Problem: Copy out each line of the material below that contains the string "clicks".

Source information:
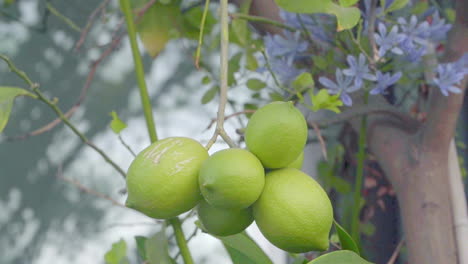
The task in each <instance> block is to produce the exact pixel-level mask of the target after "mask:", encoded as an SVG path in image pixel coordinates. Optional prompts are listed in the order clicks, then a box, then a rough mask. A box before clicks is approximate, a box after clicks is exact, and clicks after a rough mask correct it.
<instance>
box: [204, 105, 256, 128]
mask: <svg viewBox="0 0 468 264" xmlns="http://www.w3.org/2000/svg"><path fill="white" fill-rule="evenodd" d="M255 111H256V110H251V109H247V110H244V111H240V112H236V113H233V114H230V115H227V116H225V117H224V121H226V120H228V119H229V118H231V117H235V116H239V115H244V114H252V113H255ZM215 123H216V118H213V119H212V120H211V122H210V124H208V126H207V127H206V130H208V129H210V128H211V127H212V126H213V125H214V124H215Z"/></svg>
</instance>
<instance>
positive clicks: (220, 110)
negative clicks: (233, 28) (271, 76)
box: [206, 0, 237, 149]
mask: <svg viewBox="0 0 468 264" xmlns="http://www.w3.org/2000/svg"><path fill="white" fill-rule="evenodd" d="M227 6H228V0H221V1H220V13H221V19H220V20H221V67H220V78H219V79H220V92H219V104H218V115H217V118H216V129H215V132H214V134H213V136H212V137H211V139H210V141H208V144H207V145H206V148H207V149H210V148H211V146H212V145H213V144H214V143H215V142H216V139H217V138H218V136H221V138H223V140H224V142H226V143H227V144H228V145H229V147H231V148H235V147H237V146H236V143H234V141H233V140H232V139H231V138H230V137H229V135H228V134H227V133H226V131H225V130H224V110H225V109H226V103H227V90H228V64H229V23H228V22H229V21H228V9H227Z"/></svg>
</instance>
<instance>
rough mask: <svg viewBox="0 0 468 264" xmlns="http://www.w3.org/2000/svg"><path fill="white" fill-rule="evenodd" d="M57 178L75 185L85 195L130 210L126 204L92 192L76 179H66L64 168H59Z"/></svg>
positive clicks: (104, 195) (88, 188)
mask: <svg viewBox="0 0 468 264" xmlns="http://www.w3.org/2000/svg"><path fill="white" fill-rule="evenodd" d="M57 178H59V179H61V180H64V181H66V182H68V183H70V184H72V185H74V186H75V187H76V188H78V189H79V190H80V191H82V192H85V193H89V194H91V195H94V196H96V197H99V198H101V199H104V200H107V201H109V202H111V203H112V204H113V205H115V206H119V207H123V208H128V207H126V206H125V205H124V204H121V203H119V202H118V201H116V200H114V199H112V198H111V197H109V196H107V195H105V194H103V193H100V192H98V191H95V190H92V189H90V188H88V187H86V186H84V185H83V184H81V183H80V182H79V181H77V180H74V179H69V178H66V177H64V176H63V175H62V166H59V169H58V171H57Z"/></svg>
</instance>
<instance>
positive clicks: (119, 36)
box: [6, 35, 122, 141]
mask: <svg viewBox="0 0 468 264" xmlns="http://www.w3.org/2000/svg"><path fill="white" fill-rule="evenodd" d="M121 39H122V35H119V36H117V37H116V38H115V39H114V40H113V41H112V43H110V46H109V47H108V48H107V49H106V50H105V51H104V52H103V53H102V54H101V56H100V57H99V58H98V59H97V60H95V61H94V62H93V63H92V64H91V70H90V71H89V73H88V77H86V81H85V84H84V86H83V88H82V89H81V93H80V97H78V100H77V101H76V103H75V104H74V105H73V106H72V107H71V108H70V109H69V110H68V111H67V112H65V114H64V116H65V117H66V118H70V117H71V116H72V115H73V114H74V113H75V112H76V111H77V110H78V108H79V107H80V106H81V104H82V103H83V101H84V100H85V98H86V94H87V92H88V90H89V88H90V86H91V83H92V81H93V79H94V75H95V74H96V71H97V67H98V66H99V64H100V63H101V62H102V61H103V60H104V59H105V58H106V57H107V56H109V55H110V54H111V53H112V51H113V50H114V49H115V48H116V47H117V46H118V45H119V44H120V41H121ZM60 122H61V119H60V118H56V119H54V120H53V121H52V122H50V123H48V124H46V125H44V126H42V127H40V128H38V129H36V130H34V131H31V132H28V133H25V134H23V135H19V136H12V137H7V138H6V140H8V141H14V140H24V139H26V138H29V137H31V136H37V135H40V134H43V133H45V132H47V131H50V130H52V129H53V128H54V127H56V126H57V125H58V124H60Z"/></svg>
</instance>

Completed task:
The task in each <instance> block is to produce the exact pixel-level mask of the target after "mask:", encoded as an SVG path in image pixel coordinates. Optional prompts are listed in the order clicks, then a box, then a rough mask. A box before clicks is approximate, a box after clicks is exact, and clicks after a rough mask correct it.
positive clicks: (220, 110)
negative clicks: (233, 28) (271, 76)
positive clicks: (104, 195) (88, 188)
positive clicks: (119, 36)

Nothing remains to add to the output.